*Written instruction*:
Can you rewrite everything from the line containing "Put a point on the building" down through the end of the records, swapping "utility pole" for "telephone pole" and leaving the rest unchanged?

┄┄┄┄┄┄┄┄┄┄┄┄┄┄┄┄┄┄┄┄

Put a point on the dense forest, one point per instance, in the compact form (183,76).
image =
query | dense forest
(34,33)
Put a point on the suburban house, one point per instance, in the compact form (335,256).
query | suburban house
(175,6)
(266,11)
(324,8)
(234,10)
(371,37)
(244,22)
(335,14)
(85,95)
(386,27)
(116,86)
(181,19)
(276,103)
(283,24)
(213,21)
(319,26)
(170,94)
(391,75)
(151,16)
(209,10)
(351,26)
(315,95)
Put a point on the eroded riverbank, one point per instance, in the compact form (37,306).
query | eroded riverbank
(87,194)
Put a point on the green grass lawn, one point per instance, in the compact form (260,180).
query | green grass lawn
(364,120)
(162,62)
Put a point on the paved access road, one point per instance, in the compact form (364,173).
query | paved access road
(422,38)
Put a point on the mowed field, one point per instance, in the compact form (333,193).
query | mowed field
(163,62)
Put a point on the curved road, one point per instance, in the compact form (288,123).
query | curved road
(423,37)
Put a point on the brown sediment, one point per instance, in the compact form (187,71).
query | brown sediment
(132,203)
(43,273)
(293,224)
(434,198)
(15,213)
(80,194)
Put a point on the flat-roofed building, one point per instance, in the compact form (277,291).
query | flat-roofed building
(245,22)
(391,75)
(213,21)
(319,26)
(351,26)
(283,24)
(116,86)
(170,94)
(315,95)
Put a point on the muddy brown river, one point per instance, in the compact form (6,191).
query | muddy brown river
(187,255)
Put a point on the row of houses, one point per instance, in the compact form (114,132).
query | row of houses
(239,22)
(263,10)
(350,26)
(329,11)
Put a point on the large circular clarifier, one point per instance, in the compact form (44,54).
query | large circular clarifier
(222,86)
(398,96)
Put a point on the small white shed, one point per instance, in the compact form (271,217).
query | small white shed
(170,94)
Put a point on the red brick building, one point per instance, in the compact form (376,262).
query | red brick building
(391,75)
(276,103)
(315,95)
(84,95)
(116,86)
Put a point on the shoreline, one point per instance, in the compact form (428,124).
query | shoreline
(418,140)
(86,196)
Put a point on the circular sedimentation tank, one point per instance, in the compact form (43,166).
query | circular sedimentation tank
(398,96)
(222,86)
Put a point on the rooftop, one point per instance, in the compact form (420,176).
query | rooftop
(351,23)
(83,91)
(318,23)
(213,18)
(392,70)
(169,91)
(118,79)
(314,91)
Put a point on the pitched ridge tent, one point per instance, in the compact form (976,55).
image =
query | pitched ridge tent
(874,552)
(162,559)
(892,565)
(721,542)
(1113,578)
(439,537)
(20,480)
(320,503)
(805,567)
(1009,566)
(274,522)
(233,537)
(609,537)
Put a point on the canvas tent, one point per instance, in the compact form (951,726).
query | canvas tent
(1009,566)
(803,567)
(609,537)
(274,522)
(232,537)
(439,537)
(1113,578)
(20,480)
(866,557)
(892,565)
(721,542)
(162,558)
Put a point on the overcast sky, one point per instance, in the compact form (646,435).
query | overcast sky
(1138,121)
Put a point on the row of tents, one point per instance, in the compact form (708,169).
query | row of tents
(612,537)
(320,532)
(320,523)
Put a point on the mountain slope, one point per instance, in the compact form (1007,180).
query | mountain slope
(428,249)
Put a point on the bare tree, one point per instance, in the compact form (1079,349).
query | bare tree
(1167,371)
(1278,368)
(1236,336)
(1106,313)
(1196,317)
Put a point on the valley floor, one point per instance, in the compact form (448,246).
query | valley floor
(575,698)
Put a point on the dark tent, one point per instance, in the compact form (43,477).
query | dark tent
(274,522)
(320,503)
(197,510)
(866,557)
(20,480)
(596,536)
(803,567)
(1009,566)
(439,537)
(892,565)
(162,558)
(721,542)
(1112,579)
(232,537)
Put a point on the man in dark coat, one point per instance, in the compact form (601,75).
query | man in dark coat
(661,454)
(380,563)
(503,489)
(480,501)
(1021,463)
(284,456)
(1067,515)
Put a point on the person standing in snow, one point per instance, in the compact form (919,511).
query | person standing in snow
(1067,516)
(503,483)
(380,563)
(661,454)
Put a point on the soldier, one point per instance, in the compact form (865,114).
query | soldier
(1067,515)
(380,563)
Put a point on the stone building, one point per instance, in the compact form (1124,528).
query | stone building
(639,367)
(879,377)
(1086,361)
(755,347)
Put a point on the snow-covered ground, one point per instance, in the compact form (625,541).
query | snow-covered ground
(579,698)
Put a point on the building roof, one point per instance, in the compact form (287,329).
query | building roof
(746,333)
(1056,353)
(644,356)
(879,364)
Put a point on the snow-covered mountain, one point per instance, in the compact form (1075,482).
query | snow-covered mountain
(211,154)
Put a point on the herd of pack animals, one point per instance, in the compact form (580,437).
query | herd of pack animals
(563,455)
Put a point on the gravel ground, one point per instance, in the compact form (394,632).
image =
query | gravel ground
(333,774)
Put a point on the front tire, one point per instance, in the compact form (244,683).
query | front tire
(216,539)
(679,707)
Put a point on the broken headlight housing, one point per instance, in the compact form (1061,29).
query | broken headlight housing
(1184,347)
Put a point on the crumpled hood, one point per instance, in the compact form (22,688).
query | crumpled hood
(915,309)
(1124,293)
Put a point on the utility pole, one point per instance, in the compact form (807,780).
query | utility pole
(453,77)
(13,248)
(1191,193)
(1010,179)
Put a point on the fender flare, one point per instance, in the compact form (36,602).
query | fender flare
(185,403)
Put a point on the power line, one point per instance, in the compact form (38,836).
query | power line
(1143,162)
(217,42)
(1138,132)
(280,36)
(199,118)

┄┄┄┄┄┄┄┄┄┄┄┄┄┄┄┄┄┄┄┄

*Final result*:
Put a point on the building roof, one point per instance, in the compact form (287,329).
query | building roof
(746,333)
(1056,353)
(644,356)
(879,364)
Put a point on the snow-covered mountain, one point per instance, in the compact form (1075,482).
query | snow-covered mountain
(211,154)
Put a point on the herd of pack animals, one point per instance, in the compact form (580,437).
query | herd of pack animals
(563,455)
Put a point on the gravel ground, one point per instance, in the compact form (394,632).
image =
query | gravel ground
(333,774)
Put a point on the front tire, one point per instance, in the compact form (244,683).
query | front tire
(216,539)
(679,707)
Put a point on the broken headlight housing, one point per instance, in the compact form (1061,29).
query | broken headlight housing
(1184,347)
Put a point on the crumpled hood, one point per instance, in the compact form (22,688).
query | crumpled hood
(915,309)
(1124,293)
Put a point on the telephone pole, one point per instance, in the compact form (807,780).
query | telephone pole
(453,77)
(13,248)
(1191,193)
(1010,179)
Put a point on the fender flare, one point per instance, in the compact form (36,602).
query | fender flare
(185,403)
Put a point on the power line, one point per instance, in the compact form (38,836).
query | power line
(1143,162)
(217,42)
(1138,132)
(280,36)
(199,118)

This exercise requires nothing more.